Source excerpt:
** BEGIN **

Like the sitemap, a wireframe captures hierarchy. But this time, that hierarchy is limited to a single page, and thus defines the relative importance of content as it flows down the page.
Similar to prototypes, wireframes can come in a variety of levels of fidelity. Some wireframes basically are the final design, complete with the final fonts and sizing, sample photos, and even production-ready copy. Others are much more schematic, sticking with a collection of monochrome boxes and blobs where content will one day appear.
Because of that wide range of fidelities, it’s important to clearly explain to your stakeholders just how final-final your wireframe is.
Take a moment to review this wireframe from a content perspective. It actually has a lot of implications that will either need to be turned into content standards, or revised with content standards in mind!
And that’s just for starters.
Don't mistake a wireframe for a prototype. Wireframes provide a schematic representation, with graphics and content (usually) stripped away, showing the basic structure. Prototypes, on the other hand, should present a working version of the final site (although level of fidelity can, again, range widely).
Wireframes allow stakeholders to see how individual pages within a website will flow and function. And since nothing in a wireframe has been set down in code, stakeholders have the freedom to request drastic changes before you even start designing.
Wireframes communicate the structure of a website in a visual way that everyone can understand. Something like a state change can be complex to describe to someone unfamiliar with design, but a wireframe can clarify that with a simple visual or two.
One thing that needs to be made clear before you show anyone your wireframes is what exactly the represent.
It should be obvious to any viewer that these wireframes don’t represent how the end product is going to look and function. Keep things simple and clear so that everyone can visualize what the project is going to entail. Simple grayscale shapes should do the trick.
Because your wireframe is a schematic of a web page, you'll probably want to include any extra notes/annotations that can bring clarity to the experience.
Look at the wireframes below. As a designer, you no doubt immediately recognized the grey circle and four dashes as a logo and navigation links. But most clients wouldn’t know what they’re looking at without the “Navigation” callout!
Personally, I like to label wireframe sections in the wireframe, as long as I can come up with a clear, simple name. I’ve just seen too many stakeholders misunderstand a section’s purpose, and have that misunderstanding skew their feedback, to skimp on this simple addition.
What came first: the chicken or the egg? Who cares — what matters is the yolk. A design is like the shell that holds the content together.
No matter how great a design looks, it won’t make up for the fact that its contents may be rotten.

** END **

Data shown:
** BEGIN **

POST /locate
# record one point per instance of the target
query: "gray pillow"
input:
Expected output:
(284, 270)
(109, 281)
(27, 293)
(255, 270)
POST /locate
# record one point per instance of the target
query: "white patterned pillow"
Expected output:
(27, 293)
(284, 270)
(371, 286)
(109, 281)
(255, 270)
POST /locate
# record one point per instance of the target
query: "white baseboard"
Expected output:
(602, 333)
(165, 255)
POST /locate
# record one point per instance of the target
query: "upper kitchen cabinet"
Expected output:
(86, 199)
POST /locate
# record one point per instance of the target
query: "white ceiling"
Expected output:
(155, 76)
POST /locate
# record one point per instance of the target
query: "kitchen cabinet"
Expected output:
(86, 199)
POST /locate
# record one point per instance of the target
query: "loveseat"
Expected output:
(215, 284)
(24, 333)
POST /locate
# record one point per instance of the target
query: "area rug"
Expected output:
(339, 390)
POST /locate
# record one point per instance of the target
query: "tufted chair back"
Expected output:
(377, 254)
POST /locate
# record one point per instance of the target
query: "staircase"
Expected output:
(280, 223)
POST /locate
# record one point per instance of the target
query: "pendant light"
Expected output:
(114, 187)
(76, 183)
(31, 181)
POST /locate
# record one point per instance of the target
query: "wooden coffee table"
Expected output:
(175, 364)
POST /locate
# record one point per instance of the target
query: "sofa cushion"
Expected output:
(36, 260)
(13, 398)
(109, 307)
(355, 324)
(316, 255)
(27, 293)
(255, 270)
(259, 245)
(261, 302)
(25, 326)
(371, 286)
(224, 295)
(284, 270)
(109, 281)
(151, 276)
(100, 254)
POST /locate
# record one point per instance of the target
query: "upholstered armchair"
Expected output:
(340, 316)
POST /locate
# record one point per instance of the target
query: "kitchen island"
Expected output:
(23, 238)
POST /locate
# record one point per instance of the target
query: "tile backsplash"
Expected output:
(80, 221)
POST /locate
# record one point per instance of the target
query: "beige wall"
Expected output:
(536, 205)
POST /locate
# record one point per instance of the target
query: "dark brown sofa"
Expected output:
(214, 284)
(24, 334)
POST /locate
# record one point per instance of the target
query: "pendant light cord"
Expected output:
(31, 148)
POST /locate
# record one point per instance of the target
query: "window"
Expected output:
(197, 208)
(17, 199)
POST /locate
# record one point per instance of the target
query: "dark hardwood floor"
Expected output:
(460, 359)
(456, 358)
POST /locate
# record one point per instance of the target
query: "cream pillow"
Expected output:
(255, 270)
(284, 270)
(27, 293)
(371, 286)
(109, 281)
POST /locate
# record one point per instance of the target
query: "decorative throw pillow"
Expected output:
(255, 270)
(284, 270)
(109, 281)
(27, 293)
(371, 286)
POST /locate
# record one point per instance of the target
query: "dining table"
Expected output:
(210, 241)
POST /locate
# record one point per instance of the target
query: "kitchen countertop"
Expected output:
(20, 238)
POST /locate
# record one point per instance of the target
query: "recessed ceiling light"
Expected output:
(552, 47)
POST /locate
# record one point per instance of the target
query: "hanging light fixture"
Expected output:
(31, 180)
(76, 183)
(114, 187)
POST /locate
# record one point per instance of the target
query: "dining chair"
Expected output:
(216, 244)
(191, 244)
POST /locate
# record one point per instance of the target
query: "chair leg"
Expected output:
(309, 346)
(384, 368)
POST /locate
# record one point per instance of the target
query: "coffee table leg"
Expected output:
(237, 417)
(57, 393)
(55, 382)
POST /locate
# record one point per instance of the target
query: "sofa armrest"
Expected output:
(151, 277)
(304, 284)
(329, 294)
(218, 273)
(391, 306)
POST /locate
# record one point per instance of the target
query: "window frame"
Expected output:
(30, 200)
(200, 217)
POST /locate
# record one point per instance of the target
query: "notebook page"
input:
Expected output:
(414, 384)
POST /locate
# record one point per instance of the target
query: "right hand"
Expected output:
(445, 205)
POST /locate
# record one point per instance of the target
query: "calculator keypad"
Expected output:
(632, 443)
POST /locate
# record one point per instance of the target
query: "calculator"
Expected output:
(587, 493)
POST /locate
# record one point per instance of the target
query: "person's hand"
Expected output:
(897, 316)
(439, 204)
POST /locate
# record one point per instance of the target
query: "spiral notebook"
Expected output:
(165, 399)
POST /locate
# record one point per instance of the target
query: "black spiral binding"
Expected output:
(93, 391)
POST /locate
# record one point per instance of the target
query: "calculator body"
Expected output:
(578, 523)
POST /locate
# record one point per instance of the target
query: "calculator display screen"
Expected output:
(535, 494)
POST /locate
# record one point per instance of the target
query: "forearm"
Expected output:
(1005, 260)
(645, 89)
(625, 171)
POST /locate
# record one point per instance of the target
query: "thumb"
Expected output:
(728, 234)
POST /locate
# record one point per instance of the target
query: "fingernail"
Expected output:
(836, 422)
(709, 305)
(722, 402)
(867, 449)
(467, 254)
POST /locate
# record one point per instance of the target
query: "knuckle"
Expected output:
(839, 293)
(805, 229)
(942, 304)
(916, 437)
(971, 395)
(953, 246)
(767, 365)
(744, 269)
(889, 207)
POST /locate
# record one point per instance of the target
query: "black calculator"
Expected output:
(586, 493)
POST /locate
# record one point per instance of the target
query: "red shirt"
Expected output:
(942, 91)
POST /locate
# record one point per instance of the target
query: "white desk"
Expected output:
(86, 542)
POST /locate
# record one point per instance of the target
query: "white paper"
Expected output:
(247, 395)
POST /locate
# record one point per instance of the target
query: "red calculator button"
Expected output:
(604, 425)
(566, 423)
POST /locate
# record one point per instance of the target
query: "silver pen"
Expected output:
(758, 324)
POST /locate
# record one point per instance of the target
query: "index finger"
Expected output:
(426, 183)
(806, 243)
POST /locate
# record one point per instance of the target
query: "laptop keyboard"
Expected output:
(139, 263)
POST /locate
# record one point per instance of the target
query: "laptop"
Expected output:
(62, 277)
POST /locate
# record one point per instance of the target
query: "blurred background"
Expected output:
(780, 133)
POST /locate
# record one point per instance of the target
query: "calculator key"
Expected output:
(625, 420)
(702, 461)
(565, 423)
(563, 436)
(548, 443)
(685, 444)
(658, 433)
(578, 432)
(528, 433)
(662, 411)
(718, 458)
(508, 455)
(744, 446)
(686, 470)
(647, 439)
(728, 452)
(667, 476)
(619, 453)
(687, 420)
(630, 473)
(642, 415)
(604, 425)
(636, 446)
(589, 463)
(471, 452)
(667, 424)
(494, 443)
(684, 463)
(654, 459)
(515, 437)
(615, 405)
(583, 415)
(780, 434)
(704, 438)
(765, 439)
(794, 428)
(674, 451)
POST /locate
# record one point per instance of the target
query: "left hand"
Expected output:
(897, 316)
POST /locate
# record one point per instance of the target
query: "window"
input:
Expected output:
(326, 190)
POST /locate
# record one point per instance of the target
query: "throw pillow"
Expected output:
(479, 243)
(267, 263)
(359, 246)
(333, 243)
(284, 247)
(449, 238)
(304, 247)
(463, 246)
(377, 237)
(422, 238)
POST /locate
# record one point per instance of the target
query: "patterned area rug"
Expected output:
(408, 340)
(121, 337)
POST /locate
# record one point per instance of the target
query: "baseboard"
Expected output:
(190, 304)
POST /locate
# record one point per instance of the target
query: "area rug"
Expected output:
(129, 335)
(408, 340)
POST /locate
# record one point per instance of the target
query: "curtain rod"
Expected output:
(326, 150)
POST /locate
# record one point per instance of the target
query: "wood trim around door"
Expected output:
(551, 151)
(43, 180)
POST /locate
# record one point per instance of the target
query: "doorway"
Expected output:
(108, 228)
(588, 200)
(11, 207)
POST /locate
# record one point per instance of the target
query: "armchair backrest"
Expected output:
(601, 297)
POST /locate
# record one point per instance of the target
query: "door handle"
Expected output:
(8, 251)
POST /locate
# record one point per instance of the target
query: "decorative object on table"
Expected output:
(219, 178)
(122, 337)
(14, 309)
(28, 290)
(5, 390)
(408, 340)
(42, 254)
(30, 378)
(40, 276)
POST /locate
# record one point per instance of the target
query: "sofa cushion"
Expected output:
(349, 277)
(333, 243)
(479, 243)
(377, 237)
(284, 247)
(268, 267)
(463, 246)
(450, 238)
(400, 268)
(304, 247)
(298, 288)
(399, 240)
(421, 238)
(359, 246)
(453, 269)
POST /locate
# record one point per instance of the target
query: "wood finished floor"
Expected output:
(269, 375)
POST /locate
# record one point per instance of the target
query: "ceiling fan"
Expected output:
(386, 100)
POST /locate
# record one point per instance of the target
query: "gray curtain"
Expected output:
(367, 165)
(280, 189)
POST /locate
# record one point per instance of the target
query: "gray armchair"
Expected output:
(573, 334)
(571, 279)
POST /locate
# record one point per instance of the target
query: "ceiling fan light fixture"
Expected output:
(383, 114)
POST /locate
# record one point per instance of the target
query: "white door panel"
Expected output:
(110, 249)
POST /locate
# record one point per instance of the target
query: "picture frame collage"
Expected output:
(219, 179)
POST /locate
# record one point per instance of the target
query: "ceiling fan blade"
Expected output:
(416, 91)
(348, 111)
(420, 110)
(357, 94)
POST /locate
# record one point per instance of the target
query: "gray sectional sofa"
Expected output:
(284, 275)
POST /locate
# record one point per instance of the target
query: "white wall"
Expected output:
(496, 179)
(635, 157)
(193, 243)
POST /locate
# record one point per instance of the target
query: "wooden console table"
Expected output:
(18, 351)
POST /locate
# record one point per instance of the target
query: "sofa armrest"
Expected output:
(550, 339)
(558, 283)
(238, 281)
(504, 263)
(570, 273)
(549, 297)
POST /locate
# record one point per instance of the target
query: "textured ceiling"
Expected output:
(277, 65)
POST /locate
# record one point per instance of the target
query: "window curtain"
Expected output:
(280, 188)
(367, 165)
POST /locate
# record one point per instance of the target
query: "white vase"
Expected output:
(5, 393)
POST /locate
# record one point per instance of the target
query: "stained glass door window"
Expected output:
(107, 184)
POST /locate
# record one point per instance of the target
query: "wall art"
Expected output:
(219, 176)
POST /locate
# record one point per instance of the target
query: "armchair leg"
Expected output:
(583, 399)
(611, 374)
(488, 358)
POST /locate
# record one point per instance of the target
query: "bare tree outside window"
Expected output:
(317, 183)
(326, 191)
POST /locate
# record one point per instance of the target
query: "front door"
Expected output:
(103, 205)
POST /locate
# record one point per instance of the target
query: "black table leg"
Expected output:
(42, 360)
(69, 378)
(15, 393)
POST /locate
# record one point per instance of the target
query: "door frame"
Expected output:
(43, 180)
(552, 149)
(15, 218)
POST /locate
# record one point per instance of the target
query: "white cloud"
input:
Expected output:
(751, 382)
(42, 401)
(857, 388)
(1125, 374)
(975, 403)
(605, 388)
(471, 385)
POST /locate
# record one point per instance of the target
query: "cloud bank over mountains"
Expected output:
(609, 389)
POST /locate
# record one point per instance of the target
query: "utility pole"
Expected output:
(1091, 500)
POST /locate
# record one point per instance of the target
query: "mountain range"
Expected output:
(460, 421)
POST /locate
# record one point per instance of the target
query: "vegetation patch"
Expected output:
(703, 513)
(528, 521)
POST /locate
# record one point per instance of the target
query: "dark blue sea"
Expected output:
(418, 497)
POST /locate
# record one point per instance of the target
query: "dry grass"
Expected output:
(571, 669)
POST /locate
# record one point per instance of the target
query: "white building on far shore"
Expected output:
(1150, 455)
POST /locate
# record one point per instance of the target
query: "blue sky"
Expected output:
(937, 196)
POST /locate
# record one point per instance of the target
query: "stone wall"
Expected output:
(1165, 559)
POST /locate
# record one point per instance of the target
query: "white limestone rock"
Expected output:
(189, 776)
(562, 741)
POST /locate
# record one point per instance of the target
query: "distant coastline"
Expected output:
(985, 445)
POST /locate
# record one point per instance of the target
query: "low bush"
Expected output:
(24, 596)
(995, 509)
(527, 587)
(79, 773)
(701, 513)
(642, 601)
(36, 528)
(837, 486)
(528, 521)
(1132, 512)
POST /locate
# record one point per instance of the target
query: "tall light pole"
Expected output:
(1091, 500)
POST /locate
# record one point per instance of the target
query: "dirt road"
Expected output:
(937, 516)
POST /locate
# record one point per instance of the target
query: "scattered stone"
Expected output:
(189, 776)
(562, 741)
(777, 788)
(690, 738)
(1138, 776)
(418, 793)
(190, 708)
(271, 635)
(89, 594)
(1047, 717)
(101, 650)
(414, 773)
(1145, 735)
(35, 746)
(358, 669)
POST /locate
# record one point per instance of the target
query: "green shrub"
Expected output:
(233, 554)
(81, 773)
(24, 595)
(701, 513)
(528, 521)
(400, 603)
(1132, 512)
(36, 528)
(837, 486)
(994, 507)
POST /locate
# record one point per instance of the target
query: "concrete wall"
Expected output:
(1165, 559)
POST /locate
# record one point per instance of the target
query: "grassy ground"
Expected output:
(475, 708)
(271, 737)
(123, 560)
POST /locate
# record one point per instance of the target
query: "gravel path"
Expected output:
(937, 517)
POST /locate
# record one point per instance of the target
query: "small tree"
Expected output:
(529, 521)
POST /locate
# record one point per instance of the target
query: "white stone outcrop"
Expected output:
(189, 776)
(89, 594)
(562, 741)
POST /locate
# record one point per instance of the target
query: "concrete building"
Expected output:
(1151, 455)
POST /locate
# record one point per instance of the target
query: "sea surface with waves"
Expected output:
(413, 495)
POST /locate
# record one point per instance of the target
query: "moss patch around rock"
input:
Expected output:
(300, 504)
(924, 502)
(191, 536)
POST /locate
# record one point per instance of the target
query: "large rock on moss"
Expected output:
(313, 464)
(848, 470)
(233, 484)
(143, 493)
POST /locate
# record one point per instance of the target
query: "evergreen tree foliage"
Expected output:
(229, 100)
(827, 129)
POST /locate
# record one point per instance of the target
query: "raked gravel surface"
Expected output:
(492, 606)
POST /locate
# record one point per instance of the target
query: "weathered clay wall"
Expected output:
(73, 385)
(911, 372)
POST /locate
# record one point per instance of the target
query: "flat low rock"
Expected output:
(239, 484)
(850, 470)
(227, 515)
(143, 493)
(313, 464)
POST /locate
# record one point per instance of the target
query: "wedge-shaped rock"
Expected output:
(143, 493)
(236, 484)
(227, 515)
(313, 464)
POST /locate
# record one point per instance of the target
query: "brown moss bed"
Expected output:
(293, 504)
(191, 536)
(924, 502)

** END **

Problem A:
In the wireframes excerpt, what does the hierarchy captured by a wireframe define?
Problem B:
Echo the wireframes excerpt word for word, giving the stretch from "Because of that" through "again, range widely).".
The rows have no connection to the wireframes excerpt.

Written response A:
It defines the relative importance of content as it flows down the page.

Written response B:
Because of that wide range of fidelities, it’s important to clearly explain to your stakeholders just how final-final your wireframe is.
Take a moment to review this wireframe from a content perspective. It actually has a lot of implications that will either need to be turned into content standards, or revised with content standards in mind!
And that’s just for starters.
Don't mistake a wireframe for a prototype. Wireframes provide a schematic representation, with graphics and content (usually) stripped away, showing the basic structure. Prototypes, on the other hand, should present a working version of the final site (although level of fidelity can, again, range widely).